## Pekerjaan yang Diminta:
1 - Di berita tentang nilai Ujian Nasional 2015, berapa rentang nilai untuk kategori baik?
2 - Teruskan berita tentang nilai minimal Ujian Nasional 2015 mulai dari kalimat terakhirnya.
··· Teks yang Diberikan
Nilai Ujian Nasional Dipatok Minimal 55

Suasana Ujian Sekolah di SMAN 5 Surabaya, Senin (2/3). Tahun ini, pemerintah masih memberlakukan standar minimal kompetensi lulusan.

Suasana Ujian Sekolah di SMAN 5 Surabaya, Senin (2/3). Tahun ini, pemerintah masih memberlakukan standar minimal kompetensi lulusan.

Dindik Jatim, Bhirawa
Meski bukan lagi menjadi penentu kelulusan, peserta Ujian Nasional (UN) 2015  tetap tidak bisa main-main. Karena tahun ini, pemerintah masih memberlakukan standar minimal kompetensi lulusan. Siswa bahkan perlu mengulang jika hasil UN-nya kurang atau di bawah standar kompetensi.
Dalam draft Prosedur Operasional Standar (POS) UN, ada empat kategori kompetensi lulusan. Di antaranya ialah kategori sangat baik dengan nilai di atas 85 – 100, kategori baik nilai di atas 70 – 85, cukup nilai 55 – 70 dan kategori kurang dengan nilai antara nol – 54.  “Jika nilainya masuk kategori kurang maka siswa silakan mengulang pada tahun berikutnya (2016) untuk perbaikan,” tutur Ketua Pusat Penilaian Pendidikan (Puspendik) Prof Nizam saat ditemui di Surabaya, Senin (2/3).
······
··· Informasi yang Diberikan
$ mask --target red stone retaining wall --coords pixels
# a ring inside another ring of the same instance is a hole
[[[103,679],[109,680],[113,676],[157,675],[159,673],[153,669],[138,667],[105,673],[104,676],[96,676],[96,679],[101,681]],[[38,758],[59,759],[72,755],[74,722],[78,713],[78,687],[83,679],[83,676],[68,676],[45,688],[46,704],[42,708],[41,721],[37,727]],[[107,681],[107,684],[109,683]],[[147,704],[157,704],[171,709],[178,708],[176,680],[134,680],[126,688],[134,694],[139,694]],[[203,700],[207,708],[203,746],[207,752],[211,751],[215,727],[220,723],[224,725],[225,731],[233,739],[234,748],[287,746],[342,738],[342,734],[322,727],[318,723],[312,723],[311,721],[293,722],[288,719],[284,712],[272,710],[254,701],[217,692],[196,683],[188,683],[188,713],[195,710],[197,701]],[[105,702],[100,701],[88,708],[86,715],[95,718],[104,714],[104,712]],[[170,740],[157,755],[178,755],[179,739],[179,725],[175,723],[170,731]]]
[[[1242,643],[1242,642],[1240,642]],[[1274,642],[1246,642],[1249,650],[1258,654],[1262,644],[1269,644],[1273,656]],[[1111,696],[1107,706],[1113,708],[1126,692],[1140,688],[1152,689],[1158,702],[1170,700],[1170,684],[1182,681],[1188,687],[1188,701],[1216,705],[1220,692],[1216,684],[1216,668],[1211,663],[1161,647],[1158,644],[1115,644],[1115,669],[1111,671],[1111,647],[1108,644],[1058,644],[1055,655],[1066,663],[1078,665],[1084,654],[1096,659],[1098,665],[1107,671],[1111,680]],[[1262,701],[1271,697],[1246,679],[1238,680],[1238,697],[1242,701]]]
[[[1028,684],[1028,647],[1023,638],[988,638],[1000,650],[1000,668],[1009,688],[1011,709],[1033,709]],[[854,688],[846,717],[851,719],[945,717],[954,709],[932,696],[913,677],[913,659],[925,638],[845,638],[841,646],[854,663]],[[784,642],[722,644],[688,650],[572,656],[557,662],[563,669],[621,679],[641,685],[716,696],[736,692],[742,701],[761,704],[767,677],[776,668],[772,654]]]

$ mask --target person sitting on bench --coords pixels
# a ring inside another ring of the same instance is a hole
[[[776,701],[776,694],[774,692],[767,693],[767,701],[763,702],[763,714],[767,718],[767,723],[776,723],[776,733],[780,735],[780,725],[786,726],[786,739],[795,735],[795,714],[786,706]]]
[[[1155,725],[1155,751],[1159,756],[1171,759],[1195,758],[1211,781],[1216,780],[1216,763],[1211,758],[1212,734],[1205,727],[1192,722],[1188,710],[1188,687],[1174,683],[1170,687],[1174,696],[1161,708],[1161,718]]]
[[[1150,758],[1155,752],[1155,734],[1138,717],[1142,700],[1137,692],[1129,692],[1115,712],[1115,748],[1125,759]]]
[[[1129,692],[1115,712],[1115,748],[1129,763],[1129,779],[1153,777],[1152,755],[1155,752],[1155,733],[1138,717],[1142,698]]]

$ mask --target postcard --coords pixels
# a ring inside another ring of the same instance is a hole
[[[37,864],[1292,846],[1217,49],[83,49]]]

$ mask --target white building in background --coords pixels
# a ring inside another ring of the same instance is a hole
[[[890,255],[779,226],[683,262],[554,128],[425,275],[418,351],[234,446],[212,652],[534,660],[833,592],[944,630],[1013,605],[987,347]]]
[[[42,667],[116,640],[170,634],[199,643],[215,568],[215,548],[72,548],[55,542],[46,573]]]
······
## Jawaban yang Diberikan:
1 - Di atas 70 sampai 85.

2 -
Dengan demikian, siswa yang tidak ingin mengulang UN nilainya minimal harus 55 ke atas. Meski dianjurkan untuk melakukan perbaikan, Nizam menuturkan status siswa tetap lulus dari satuan pendidikan. Sebab, mulai tahun ini pemerintah telah menghapus klausul UN sebagai syarat kelulusan dalam PP Nomor 19 Tahun 2005.  “Kalau tidak diperbaiki juga tidak apa-apa. Tapi nilainya akan kurang selamanya, dan perbaikan itu akan lebih bermanfaat,” tutur dia.
Jadwal perbaikan ini akan dilaksanakan tahun depan bersamaan dengan UN tahun ajaran 2015-2016. Setelah mengikuti perbaikan, siswa akan mendapat Surat Keterangan Hasil Ujian Nasional (SKHUN) baru. “Meskipun sudah masuk kuliah, bisa saja ikut perbaikan,” tutur dia.
Kepala Pusat Teknologi Informasi dan Komunikasi (Pustekkom) Kemendikbud Ari Santoso menambahkan, penghapusan fungsi UN sebagai syarat kelulusan merupakan usaha untuk menghilangkan tekanan terhadap siswa dan sekolah. Karena selama ini, tak sedikit daerah menjadikan keberhasilan UN ini sebagai capaian politik. “Kita tidak perlu bangga dengan pendidikan semu yang baik hanya di atas kertas. Tahun ini kita dorong untuk mengutamakan nilai-nilai kejujuran di UN tanpa tekanan,” tutur Ari.
Terpisah, Kepala Dinas Pendidikan (Dindik) Jatim Harun mengatakan, meski status siswa dinyatakan lulus, namun secara eksplisit siswa tetap saja seperti tidak lulus. Sebab, Perguruan Tinggi Negeri (PTN) juga tidak mau menerima siswa dengan nilai di bawah standar kompetensi lulusan. “Ini sudah kita tanyakan sebelumnya ke pusat. Tapi jawabannya hanya menunggu petunjuk selanjutnya,” tutur Harun.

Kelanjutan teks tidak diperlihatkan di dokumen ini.